▶ _Estratto fornito_:
---
Storia, cause e conseguenze di questo flagello che si ripete nei secoli

📷 Adobe Stock | Holger T.K.

Il mese di maggio 2022 verrà ricordato in Sardegna non solo per l’ondata di caldo africano che ha provocato un inizio d’estate anticipato, ma, soprattutto, per il flagello delle cavallette.

Le locuste, comunemente chiamate cavallette, sono insetti ortotteri che appartengono alla famiglia degli Acrididi e che hanno l’abitudine di migrare, spostandosi in gruppo. La parola “locusta” pare derivi dalla locuzione latina loca usta che significa “luoghi bruciati”.

Da qualche settimana milioni di questi parassiti stanno invadendo oltre 30.000 ettari di terreni agricoli dell’Isola, lasciando dietro di sé una distruzione tale da ridimensionare anche il terribile incendio che ha devastato il Montiferru la scorsa estate.
---
▶ _Voci_:

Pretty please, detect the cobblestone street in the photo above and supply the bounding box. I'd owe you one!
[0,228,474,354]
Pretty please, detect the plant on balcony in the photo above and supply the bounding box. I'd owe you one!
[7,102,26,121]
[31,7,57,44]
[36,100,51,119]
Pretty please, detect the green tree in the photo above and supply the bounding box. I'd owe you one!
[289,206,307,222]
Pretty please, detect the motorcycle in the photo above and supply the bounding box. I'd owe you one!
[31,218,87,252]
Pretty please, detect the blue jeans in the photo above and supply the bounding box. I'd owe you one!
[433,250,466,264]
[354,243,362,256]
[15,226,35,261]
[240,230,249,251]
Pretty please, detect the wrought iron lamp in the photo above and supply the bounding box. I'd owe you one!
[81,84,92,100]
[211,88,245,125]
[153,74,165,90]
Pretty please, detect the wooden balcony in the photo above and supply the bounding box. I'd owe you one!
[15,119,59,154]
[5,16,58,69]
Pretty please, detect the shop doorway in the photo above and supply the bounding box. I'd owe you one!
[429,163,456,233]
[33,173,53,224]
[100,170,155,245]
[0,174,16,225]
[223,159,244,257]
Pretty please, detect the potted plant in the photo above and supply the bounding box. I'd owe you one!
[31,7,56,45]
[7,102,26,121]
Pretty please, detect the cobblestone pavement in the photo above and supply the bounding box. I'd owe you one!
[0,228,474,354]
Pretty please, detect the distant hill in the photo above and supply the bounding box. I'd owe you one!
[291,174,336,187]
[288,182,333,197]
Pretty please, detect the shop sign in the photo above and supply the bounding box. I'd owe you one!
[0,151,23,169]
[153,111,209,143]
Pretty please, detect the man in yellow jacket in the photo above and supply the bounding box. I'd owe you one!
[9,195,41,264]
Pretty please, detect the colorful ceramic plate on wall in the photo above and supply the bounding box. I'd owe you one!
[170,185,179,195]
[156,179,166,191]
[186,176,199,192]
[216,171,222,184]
---
▶ _Obiettivi_:
1. Nell'articolo sull'invasione di cavallette in Sardegna, da quale locuzione latina deriverebbe la parola «locusta» e che cosa significa?
2. Scrivi il seguito dell'articolo sull'invasione di cavallette in Sardegna, riprendendo dopo la sua ultima frase.
Le voci non hanno alcun ruolo in questo lavoro.

▶ _Soluzioni degli esercizi_:
1. Da «loca usta», che significa «luoghi bruciati».

2.
L’epicentro di questa invasione è la provincia di Nuoro, in particolare Ottana, Bolotana, Noragugume e Sedilo, ma preoccupa l’avanzata verso il Campidano.

Un’emergenza che si ripete per il quarto anno consecutivo. Il fenomeno era ricominciato con prepotenza nel 2019 ma quest’anno si è manifestato in anticipo, in concomitanza con l’arrivo delle alte temperature che determineranno, anche nelle prossime settimane, un’ulteriore schiusa delle uova e, di conseguenza, un numero di insetti sempre maggiore che si riverseranno su campi, orti e giardini.

Queste irruzioni di sciami di locuste sono comunque cicliche e affondano le loro radici nella storia antica. Basta leggere l’Antico Testamento per ritrovare l’invasione di cavallette annoverata come l’ottava tra le dieci piaghe d’Egitto, le punizioni inflitte da Dio all’Impero egiziano colpevole di non aver liberato gli ebrei dalla schiavitù, in modo che Mosè potesse condurli fuori dal Paese.

In tempi decisamente più recenti, in particolare nel Novecento, si sono registrate almeno cinque gravi invasioni di cavallette, in Africa e in area mediorientale, così come nel 2003-2004, quando furono provocate da piogge insolitamente abbondanti.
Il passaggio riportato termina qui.